## AVAILABLE DATA
· · · ·
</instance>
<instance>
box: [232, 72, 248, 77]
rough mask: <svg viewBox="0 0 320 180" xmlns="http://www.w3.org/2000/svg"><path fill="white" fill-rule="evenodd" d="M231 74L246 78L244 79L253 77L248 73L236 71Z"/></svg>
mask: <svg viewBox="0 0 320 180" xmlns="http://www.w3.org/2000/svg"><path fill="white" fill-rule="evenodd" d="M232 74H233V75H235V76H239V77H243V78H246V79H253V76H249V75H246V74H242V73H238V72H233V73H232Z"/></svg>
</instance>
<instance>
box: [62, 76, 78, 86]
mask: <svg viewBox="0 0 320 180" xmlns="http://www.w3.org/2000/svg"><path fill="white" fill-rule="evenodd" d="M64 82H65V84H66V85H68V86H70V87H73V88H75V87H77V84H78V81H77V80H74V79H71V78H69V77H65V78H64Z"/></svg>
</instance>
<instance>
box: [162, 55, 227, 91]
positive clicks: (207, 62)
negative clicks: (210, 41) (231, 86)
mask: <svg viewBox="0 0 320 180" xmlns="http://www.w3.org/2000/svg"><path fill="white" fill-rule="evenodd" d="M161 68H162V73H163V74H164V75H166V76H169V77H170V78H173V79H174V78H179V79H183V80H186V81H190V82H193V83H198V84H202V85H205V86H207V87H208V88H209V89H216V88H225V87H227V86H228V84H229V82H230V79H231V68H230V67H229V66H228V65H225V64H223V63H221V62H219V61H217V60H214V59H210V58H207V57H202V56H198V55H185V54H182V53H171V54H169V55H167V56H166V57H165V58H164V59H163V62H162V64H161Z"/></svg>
· · · ·
## ABOUT THIS EXERCISE
Transcribe the data above verbatim.

## TASK OUTPUT
</instance>
<instance>
box: [232, 72, 248, 77]
rough mask: <svg viewBox="0 0 320 180" xmlns="http://www.w3.org/2000/svg"><path fill="white" fill-rule="evenodd" d="M231 74L246 78L244 79L253 77L248 73L236 71Z"/></svg>
mask: <svg viewBox="0 0 320 180" xmlns="http://www.w3.org/2000/svg"><path fill="white" fill-rule="evenodd" d="M232 74H233V75H235V76H239V77H243V78H246V79H253V76H249V75H246V74H242V73H238V72H233V73H232Z"/></svg>
</instance>
<instance>
box: [62, 76, 78, 86]
mask: <svg viewBox="0 0 320 180" xmlns="http://www.w3.org/2000/svg"><path fill="white" fill-rule="evenodd" d="M64 82H65V84H66V85H68V86H70V87H73V88H75V87H77V84H78V81H77V80H74V79H71V78H69V77H65V78H64Z"/></svg>
</instance>
<instance>
box: [162, 55, 227, 91]
positive clicks: (207, 62)
negative clicks: (210, 41) (231, 86)
mask: <svg viewBox="0 0 320 180" xmlns="http://www.w3.org/2000/svg"><path fill="white" fill-rule="evenodd" d="M161 68H162V73H163V74H164V75H166V76H169V77H170V78H173V79H174V78H179V79H183V80H186V81H190V82H193V83H198V84H202V85H205V86H207V87H208V88H209V89H216V88H225V87H227V86H228V84H229V82H230V79H231V68H230V67H229V66H228V65H225V64H223V63H221V62H219V61H217V60H214V59H210V58H207V57H202V56H198V55H185V54H182V53H171V54H169V55H167V56H166V57H165V58H164V59H163V62H162V64H161Z"/></svg>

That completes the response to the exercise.